— BEGIN —
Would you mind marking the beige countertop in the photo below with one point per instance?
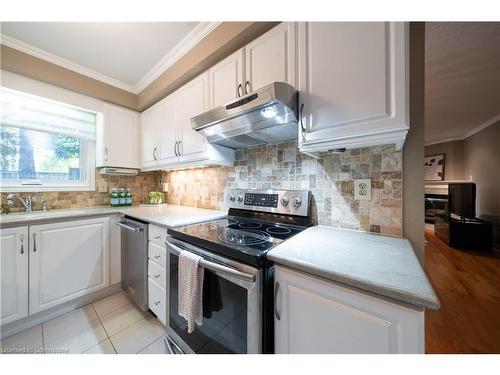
(379, 264)
(166, 215)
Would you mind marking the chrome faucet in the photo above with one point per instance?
(27, 203)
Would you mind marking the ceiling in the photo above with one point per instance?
(462, 78)
(120, 53)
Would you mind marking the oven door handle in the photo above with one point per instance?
(214, 266)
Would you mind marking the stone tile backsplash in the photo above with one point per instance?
(330, 179)
(141, 185)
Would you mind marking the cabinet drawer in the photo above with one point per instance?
(157, 234)
(157, 297)
(157, 254)
(157, 273)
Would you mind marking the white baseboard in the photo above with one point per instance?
(43, 316)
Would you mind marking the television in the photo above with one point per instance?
(462, 199)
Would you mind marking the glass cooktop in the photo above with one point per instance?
(237, 238)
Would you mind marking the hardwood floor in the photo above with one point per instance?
(468, 286)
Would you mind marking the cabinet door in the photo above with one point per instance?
(316, 316)
(150, 123)
(169, 129)
(121, 131)
(272, 57)
(354, 88)
(67, 260)
(14, 253)
(193, 101)
(225, 79)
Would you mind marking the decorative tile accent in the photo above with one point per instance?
(141, 185)
(330, 179)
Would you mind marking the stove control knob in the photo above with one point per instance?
(297, 202)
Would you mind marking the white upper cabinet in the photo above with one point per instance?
(353, 84)
(269, 58)
(169, 140)
(67, 260)
(272, 58)
(118, 135)
(14, 252)
(226, 79)
(194, 100)
(151, 122)
(314, 316)
(168, 131)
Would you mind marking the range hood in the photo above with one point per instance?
(268, 115)
(119, 171)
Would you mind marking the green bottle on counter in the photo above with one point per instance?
(114, 200)
(123, 197)
(128, 197)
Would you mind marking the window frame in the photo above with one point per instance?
(87, 168)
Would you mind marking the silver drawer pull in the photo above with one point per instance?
(276, 290)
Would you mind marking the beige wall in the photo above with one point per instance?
(29, 66)
(482, 165)
(221, 42)
(413, 151)
(454, 158)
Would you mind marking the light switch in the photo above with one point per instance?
(363, 189)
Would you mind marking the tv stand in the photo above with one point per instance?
(464, 233)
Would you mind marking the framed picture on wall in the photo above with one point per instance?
(434, 168)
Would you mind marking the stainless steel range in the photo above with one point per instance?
(237, 291)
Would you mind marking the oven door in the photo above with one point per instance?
(232, 305)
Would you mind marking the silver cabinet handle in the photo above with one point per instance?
(276, 290)
(301, 115)
(127, 227)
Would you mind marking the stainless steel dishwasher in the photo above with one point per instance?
(134, 239)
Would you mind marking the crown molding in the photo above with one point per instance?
(470, 133)
(67, 64)
(188, 42)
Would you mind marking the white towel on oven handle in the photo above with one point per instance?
(190, 289)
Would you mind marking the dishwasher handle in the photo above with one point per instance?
(130, 228)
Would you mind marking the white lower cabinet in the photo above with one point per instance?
(313, 315)
(157, 272)
(14, 274)
(67, 260)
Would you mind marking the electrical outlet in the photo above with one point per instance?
(363, 189)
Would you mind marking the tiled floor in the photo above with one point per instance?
(109, 326)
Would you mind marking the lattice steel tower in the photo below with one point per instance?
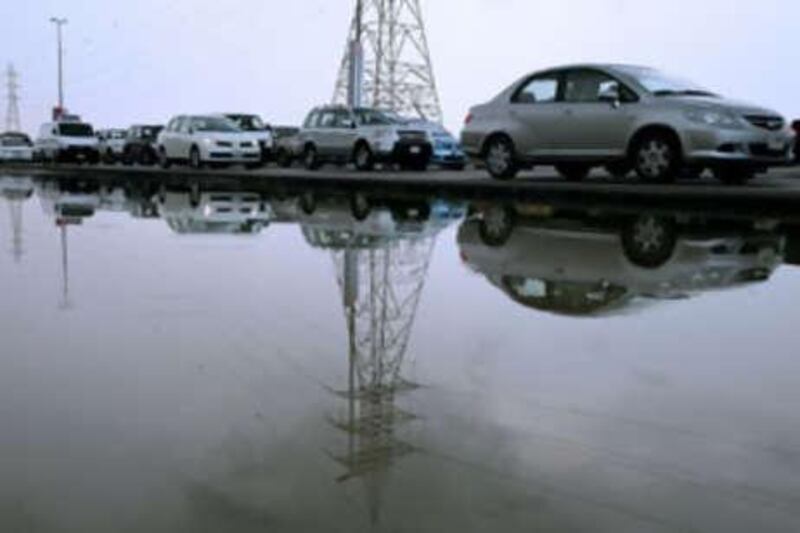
(397, 68)
(12, 112)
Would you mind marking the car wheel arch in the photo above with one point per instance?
(654, 128)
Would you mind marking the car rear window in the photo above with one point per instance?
(75, 130)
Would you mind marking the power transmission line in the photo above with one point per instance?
(12, 112)
(397, 67)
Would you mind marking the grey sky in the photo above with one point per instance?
(145, 60)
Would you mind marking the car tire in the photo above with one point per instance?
(360, 206)
(500, 158)
(195, 159)
(574, 171)
(163, 160)
(363, 158)
(496, 225)
(311, 158)
(283, 158)
(657, 157)
(734, 176)
(619, 170)
(146, 157)
(649, 241)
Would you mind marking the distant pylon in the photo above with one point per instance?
(398, 73)
(12, 113)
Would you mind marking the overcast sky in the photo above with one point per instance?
(145, 60)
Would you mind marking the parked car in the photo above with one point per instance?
(15, 146)
(627, 118)
(362, 136)
(206, 140)
(111, 144)
(287, 145)
(140, 145)
(259, 131)
(67, 141)
(447, 151)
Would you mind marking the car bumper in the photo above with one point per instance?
(79, 153)
(223, 155)
(16, 155)
(407, 151)
(762, 148)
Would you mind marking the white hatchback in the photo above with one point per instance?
(15, 147)
(206, 140)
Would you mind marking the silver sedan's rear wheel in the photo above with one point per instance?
(363, 158)
(500, 158)
(657, 158)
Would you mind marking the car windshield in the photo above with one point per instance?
(661, 84)
(152, 132)
(75, 130)
(214, 124)
(248, 122)
(15, 140)
(373, 117)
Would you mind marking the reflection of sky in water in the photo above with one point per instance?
(200, 383)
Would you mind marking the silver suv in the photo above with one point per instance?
(362, 136)
(625, 118)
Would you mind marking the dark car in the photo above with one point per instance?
(140, 145)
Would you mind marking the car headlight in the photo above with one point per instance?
(716, 119)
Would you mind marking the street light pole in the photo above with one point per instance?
(59, 22)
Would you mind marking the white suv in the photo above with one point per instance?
(206, 140)
(67, 141)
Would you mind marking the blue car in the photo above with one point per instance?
(447, 152)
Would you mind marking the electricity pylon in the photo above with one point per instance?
(397, 67)
(12, 95)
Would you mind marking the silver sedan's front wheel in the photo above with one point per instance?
(501, 159)
(656, 158)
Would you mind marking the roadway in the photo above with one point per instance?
(775, 193)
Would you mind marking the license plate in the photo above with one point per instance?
(776, 144)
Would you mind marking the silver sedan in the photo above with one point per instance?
(625, 118)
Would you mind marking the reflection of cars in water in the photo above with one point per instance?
(68, 200)
(625, 117)
(16, 188)
(337, 221)
(589, 265)
(15, 147)
(213, 212)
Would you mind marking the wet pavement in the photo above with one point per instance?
(189, 355)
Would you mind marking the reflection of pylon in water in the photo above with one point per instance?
(66, 302)
(15, 211)
(382, 289)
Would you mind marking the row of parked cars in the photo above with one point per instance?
(330, 134)
(576, 118)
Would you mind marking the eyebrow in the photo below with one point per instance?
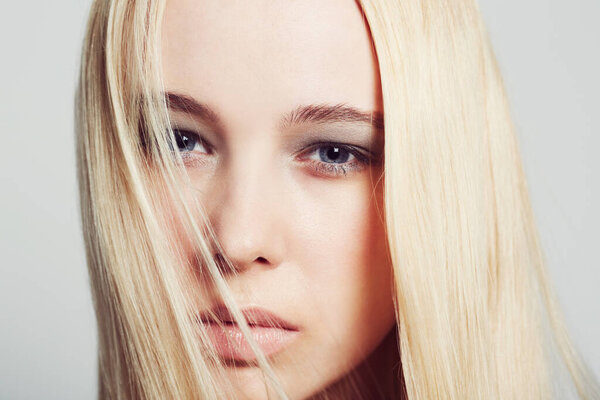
— END —
*TASK TO CARRY OUT*
Reproduce the part that opens with the line containing "Would you mind marking the license" and runs through the end of the data, changing "wet pavement" to "damp pavement" and leaving everything else as it is. Omit the pictures from your answer.

*FINAL RESULT*
Would you mind marking the license plate in the photo above with one point per instance?
(776, 144)
Would you mind marking the silver sedan in the photo above with one point per instance?
(625, 118)
Would you mind marking the reflection of cars in water in the photo above with one point per instance?
(68, 200)
(625, 117)
(16, 188)
(337, 221)
(589, 265)
(15, 147)
(213, 212)
Would you mind marking the damp pavement in the photo above with one point per instance?
(189, 355)
Would you mind marking the reflection of pylon in water in the photo above with one point per instance?
(66, 302)
(15, 211)
(382, 289)
Would you mind marking the row of parked cars in the photo above with one point per instance?
(330, 134)
(576, 118)
Would you mind marking the eyebrow in the photo below with one point per instance?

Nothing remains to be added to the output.